◆ SHORT PROBLEM
Rewrite every line of the records below as a JSON list of strings, one string per line, omitting blank lines.

+++ INFORMATION PROVIDED +++

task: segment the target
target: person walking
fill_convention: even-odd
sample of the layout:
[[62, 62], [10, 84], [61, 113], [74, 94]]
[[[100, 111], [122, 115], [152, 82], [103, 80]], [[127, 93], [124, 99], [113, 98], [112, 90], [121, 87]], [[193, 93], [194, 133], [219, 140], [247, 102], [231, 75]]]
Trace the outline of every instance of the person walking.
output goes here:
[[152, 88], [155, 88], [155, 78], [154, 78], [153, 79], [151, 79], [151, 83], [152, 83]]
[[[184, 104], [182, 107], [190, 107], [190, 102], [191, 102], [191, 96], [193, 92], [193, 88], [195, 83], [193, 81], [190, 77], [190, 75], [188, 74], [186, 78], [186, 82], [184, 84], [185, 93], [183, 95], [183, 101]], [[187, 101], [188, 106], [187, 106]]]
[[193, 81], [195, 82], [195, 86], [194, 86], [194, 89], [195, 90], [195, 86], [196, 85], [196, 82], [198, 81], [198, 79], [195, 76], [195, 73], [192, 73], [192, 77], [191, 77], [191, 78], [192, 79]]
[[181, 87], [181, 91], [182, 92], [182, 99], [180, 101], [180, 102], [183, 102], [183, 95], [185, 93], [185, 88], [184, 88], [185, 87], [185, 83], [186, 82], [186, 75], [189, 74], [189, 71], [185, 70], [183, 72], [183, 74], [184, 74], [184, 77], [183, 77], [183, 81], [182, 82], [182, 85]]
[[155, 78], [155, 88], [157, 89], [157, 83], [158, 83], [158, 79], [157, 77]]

+++

◆ EXERCISE RESPONSE
[
  "task: segment the target",
  "target: person walking",
  "fill_convention: even-odd",
  "sample of the layout:",
  "[[62, 62], [10, 84], [61, 113], [74, 94]]",
  "[[[100, 111], [122, 115], [152, 82], [103, 80]], [[127, 93], [124, 99], [113, 98], [112, 90], [121, 87]], [[193, 93], [194, 133], [219, 140], [247, 102], [231, 75]]]",
  "Trace the outline of every instance of the person walking.",
  "output goes here:",
  "[[152, 88], [155, 88], [155, 78], [154, 78], [153, 79], [151, 79], [151, 83], [152, 83]]",
  "[[[184, 104], [182, 107], [190, 107], [190, 102], [191, 102], [191, 96], [193, 92], [193, 88], [195, 83], [193, 81], [190, 77], [190, 75], [188, 74], [186, 78], [186, 82], [184, 84], [185, 93], [183, 95], [183, 101]], [[187, 101], [188, 106], [187, 106]]]",
  "[[193, 81], [195, 82], [195, 86], [194, 86], [194, 89], [195, 90], [195, 86], [196, 85], [196, 82], [198, 81], [198, 79], [195, 76], [195, 73], [192, 73], [192, 77], [191, 77], [191, 78], [192, 79]]",
  "[[181, 87], [181, 91], [182, 92], [182, 99], [180, 101], [180, 102], [183, 102], [183, 95], [185, 93], [185, 88], [184, 88], [185, 87], [185, 83], [186, 82], [186, 75], [189, 74], [189, 71], [185, 70], [183, 72], [183, 74], [184, 74], [184, 77], [183, 77], [183, 81], [182, 82], [182, 85]]",
  "[[155, 78], [155, 88], [157, 89], [157, 83], [158, 83], [158, 79], [157, 77]]"
]